— Begin Record list —
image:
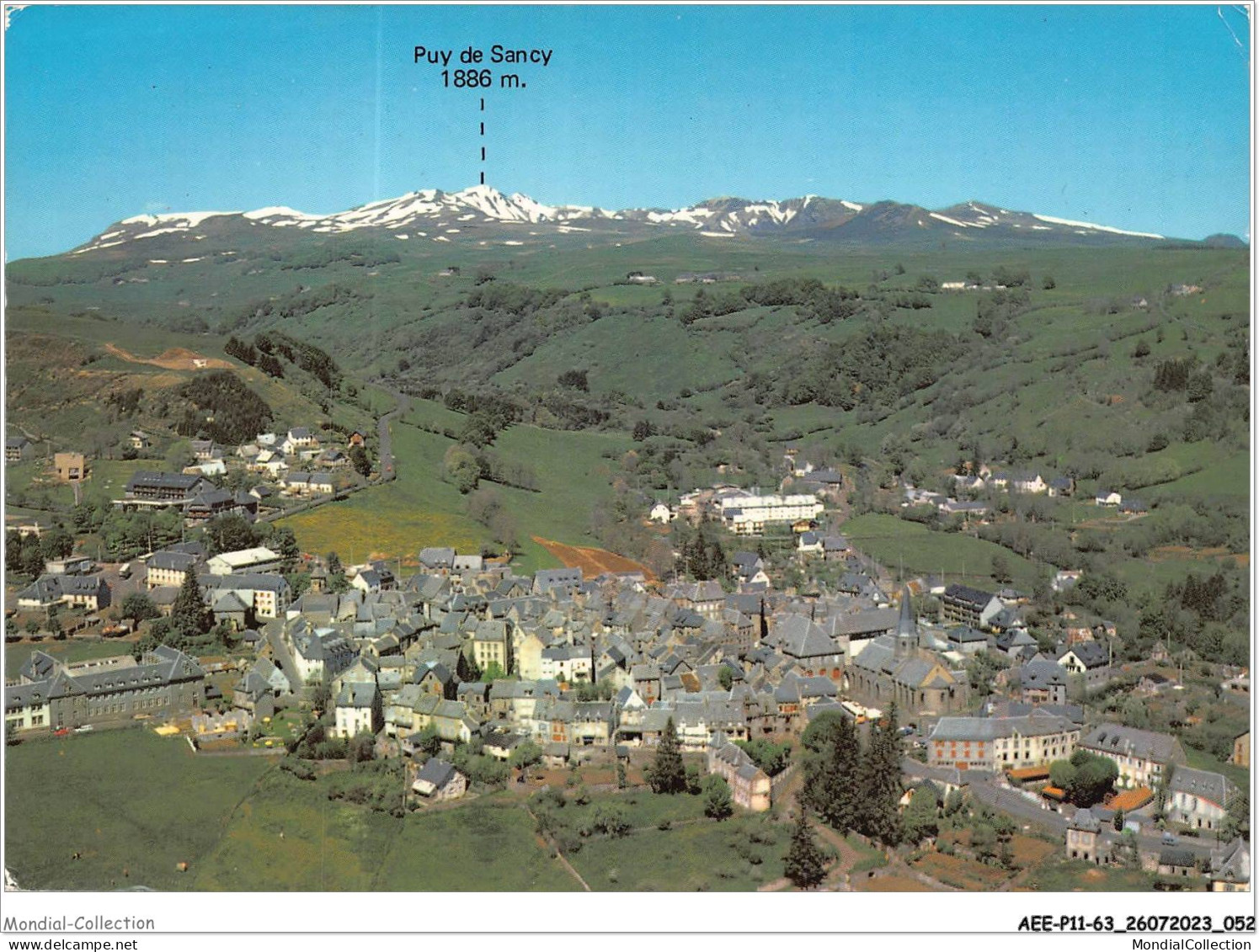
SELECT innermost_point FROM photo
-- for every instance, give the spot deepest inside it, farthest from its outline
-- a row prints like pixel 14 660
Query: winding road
pixel 388 468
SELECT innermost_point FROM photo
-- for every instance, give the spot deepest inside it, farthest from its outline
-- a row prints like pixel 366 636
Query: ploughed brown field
pixel 590 561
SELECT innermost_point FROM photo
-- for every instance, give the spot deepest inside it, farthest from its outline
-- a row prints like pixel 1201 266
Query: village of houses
pixel 595 671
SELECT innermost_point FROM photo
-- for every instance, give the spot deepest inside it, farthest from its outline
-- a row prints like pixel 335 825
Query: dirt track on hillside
pixel 170 359
pixel 590 561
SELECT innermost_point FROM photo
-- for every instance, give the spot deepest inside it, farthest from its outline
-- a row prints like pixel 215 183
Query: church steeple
pixel 907 629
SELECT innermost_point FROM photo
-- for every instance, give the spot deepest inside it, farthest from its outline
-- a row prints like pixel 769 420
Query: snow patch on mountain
pixel 1053 221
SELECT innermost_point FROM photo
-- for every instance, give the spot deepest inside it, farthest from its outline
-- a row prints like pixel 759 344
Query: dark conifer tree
pixel 805 864
pixel 668 774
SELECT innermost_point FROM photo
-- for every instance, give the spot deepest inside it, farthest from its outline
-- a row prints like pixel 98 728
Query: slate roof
pixel 1091 654
pixel 1042 674
pixel 1231 863
pixel 1203 784
pixel 865 621
pixel 798 636
pixel 990 728
pixel 974 598
pixel 1128 741
pixel 356 694
pixel 1086 820
pixel 437 773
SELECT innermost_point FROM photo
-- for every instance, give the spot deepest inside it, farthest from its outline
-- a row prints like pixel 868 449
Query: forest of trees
pixel 852 785
pixel 221 407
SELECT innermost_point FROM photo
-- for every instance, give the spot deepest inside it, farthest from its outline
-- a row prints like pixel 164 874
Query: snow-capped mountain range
pixel 436 215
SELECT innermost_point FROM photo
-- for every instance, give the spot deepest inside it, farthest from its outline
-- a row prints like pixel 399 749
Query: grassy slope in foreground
pixel 81 795
pixel 898 544
pixel 419 508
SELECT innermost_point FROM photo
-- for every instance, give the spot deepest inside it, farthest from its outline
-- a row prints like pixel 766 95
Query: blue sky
pixel 1128 116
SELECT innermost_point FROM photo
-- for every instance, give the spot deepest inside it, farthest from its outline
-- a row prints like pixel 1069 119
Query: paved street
pixel 282 658
pixel 991 793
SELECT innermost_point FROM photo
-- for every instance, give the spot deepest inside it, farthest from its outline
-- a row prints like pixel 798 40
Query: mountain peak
pixel 483 211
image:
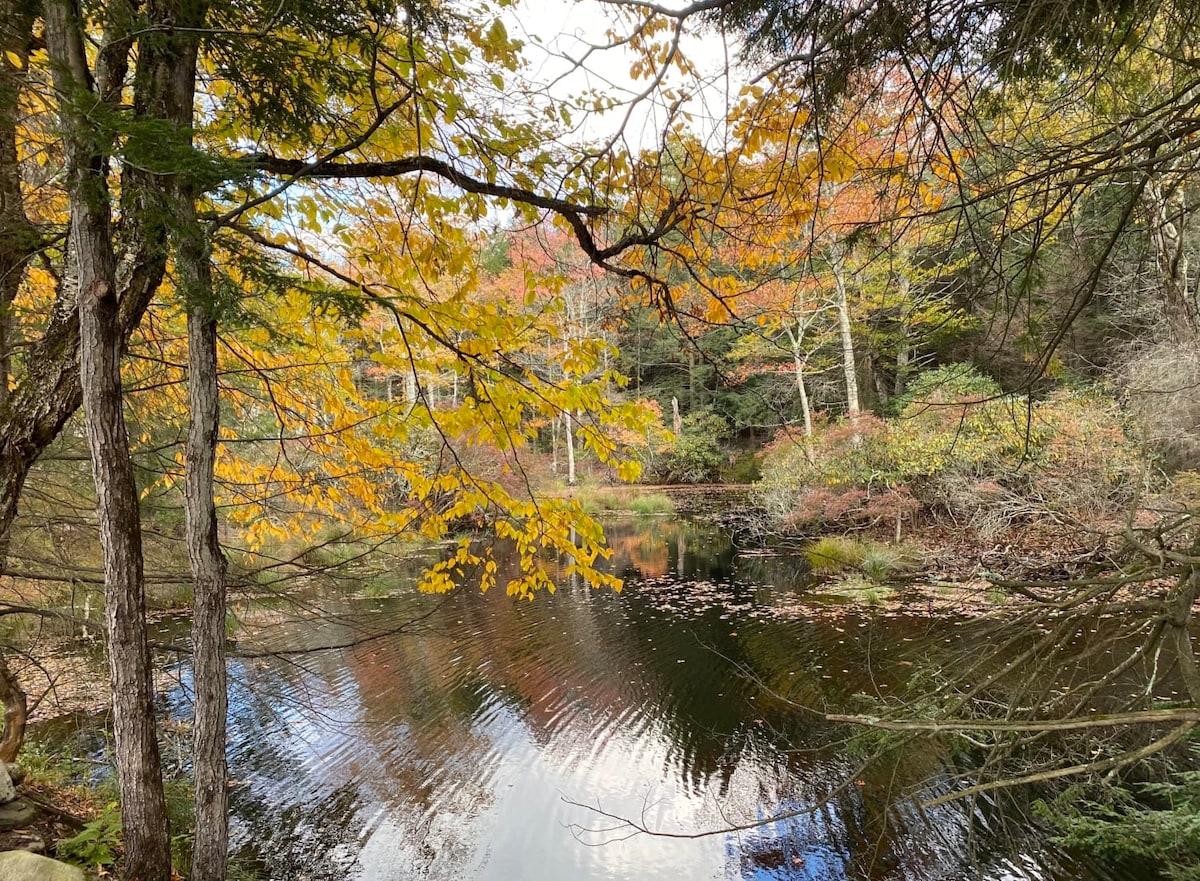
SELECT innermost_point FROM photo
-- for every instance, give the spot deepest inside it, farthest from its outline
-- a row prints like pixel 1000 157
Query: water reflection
pixel 459 748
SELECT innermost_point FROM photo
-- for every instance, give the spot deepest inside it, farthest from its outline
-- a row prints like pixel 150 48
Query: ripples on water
pixel 455 750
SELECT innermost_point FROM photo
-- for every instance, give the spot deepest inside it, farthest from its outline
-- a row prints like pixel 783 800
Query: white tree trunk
pixel 847 337
pixel 569 424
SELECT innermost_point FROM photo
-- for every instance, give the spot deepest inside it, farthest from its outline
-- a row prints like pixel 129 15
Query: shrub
pixel 834 555
pixel 959 445
pixel 652 503
pixel 696 455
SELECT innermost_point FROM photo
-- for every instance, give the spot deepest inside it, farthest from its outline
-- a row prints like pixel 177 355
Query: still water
pixel 466 738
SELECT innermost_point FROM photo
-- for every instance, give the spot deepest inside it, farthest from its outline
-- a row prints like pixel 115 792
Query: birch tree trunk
pixel 846 334
pixel 1168 214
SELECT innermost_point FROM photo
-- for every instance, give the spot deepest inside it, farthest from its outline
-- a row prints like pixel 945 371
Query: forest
pixel 309 306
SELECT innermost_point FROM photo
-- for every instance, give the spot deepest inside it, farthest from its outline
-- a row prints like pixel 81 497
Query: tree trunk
pixel 847 339
pixel 1169 213
pixel 797 340
pixel 101 340
pixel 211 846
pixel 18 238
pixel 569 426
pixel 16 711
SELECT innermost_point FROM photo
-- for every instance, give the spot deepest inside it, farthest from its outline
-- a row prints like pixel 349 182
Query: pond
pixel 471 736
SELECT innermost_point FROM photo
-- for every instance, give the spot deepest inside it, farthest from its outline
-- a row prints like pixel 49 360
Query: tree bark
pixel 847 337
pixel 101 340
pixel 18 238
pixel 211 847
pixel 16 712
pixel 569 429
pixel 1168 215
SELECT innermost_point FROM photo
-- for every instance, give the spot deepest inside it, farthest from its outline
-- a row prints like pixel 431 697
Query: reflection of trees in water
pixel 419 725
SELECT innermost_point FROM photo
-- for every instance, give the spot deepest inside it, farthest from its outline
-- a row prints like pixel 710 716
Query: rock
pixel 23 865
pixel 22 841
pixel 15 815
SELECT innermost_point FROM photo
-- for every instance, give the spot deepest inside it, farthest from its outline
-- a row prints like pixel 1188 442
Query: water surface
pixel 461 741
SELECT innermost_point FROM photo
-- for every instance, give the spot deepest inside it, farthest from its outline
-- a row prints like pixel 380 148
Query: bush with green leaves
pixel 696 455
pixel 1156 823
pixel 958 444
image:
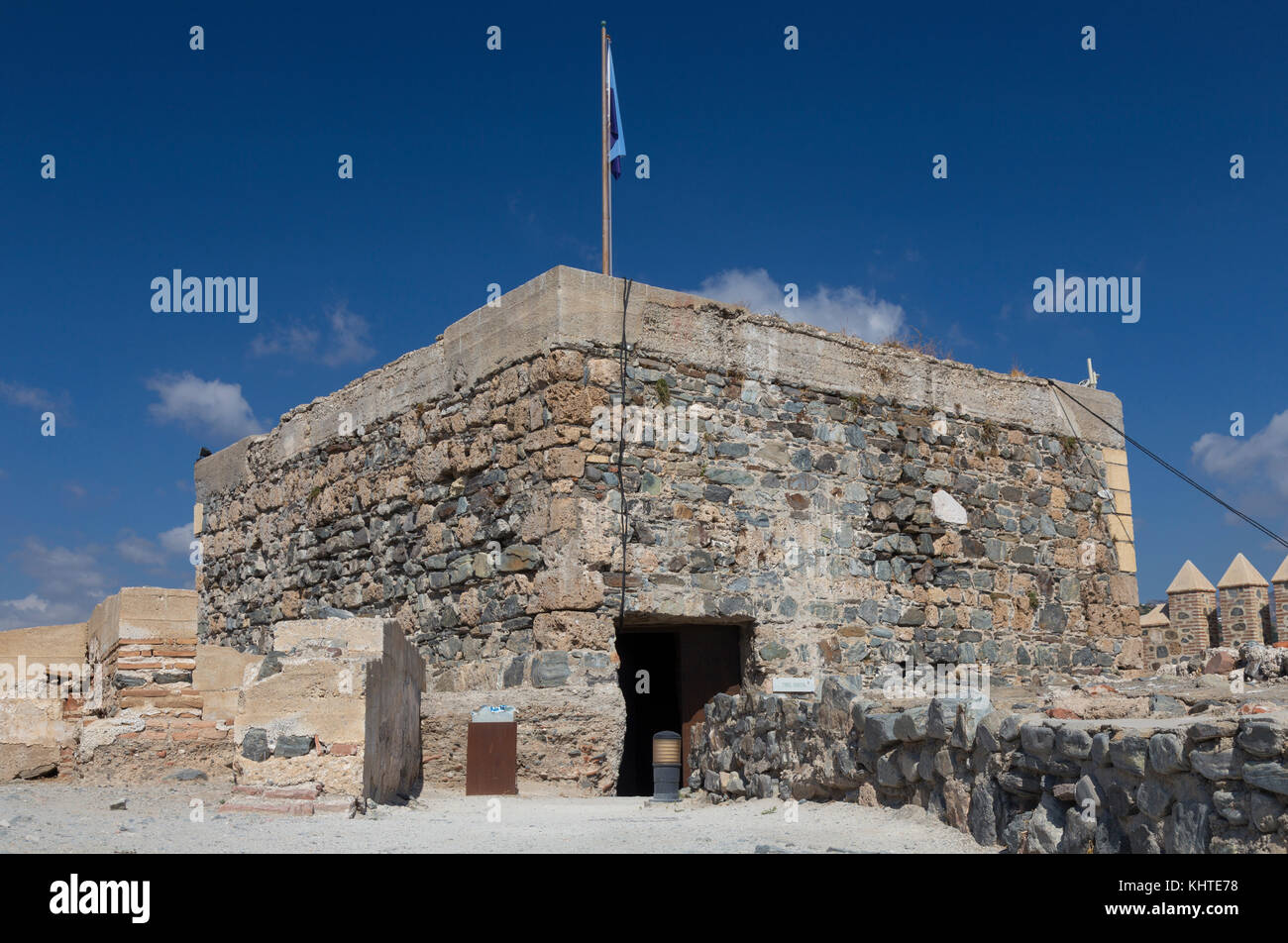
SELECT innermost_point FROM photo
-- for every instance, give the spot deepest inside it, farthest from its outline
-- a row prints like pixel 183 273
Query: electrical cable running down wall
pixel 621 449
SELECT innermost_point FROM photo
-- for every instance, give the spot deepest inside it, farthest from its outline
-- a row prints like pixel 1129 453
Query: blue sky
pixel 475 166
— End Record list —
Goal: Gather every line from the items above that contains the word "mountain", and copy each one as it appears.

Solution to this problem:
Query: snow patch on mountain
Query: snow-capped mountain range
Query: mountain peak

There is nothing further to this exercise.